課題 A:
リストの「limb with a point.」を含む行から「(1113, 704)」を含む行までを、両端の行も含めて番号付きリストに変換してください。空行は除く。

本文:
===
インタビュー

Fall Out Boy

前作までのステップはあくまで序章にすぎなかった。タフなバンド・サウンドと耳馴染みの良いアレンジ、そして胸を衝くピュアなメロディーと共に、いまフォール・アウト・ボーイはロック界のてっぺんに登り詰める!

最高の気分さ!!


2005年に『From Under The Cork Tree』でメジャー・デビューを飾ったフォール・アウト・ボーイにとって、この2年間はまさに〈激動の〉という言葉が相応しいものだった。そもそも彼らは2001年に結成されたいちポップ・パンク/エモ・バンド。しかし、〈ポスト・ジミー・イート・ワールドの最右翼〉と大歓迎されたファースト・アルバム『Take This To Your Grave』の成功をきっかけに、シーンの最前線に躍り出た彼らの人気は、『From Under The Cork Tree』から生まれた“Dance, Dance”と“Sugar, We're Goin' Down”の2曲のTOP10ヒットで一気に加速。全米チャート9位に食い込んだ同アルバムは、本国だけで300万枚を超える大ヒットを達成した。そして、全米アリーナ・ツアーに挑んだ2006年には、イギリスおよびヨーロッパでもブレイクを成し遂げ、このシカゴ郊外出身の4人組はついにポップ・パンク/エモ・シーンのヒーローに止まらない、現代のロック界を代表する存在にまで成長したのだった。
===
位置特定の項目

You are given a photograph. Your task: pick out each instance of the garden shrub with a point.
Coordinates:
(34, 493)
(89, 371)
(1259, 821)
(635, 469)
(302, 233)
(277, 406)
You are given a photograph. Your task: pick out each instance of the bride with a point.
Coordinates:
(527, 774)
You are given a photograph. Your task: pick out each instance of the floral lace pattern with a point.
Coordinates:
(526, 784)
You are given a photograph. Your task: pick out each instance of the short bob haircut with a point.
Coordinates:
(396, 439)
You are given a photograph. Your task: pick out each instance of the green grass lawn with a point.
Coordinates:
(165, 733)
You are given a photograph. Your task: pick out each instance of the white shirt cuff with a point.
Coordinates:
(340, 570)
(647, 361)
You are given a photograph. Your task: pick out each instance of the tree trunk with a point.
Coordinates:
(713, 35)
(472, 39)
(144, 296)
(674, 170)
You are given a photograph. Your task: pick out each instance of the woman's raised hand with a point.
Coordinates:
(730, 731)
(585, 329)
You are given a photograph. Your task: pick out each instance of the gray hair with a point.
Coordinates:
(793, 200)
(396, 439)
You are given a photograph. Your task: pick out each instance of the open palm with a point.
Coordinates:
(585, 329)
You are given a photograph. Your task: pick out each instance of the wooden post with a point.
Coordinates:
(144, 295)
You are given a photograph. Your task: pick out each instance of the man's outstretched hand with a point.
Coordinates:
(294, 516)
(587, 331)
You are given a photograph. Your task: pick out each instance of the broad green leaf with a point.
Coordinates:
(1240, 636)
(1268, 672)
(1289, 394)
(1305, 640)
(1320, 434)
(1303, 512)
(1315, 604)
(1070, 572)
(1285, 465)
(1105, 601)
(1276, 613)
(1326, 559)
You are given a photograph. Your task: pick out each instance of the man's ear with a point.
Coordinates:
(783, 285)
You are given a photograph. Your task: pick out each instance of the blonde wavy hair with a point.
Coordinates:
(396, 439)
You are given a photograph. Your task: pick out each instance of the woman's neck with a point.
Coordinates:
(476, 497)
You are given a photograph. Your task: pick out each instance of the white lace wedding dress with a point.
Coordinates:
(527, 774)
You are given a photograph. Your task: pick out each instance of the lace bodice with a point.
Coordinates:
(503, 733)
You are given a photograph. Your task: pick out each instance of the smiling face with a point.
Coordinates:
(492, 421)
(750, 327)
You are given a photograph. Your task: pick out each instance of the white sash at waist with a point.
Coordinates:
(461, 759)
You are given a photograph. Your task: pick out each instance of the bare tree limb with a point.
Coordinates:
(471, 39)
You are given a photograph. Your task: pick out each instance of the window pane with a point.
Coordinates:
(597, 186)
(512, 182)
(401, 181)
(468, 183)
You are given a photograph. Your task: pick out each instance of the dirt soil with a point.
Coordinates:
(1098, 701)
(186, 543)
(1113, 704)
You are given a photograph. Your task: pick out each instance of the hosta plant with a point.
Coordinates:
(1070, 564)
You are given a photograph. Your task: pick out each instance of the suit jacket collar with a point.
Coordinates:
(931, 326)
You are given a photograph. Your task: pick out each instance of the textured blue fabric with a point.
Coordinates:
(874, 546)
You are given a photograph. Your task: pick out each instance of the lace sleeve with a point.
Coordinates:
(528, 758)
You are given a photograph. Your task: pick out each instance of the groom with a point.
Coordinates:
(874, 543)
===
課題 B:
本文によると、フォール・アウト・ボーイは何年に結成されたか。

解答 A:
1. You are given a photograph. Your task: pick out each instance of the bare tree limb with a point.
2. Coordinates:
3. (471, 39)
4. You are given a photograph. Your task: pick out each instance of the window pane with a point.
5. Coordinates:
6. (597, 186)
7. (512, 182)
8. (401, 181)
9. (468, 183)
10. You are given a photograph. Your task: pick out each instance of the dirt soil with a point.
11. Coordinates:
12. (1098, 701)
13. (186, 543)
14. (1113, 704)

解答 B:
2001年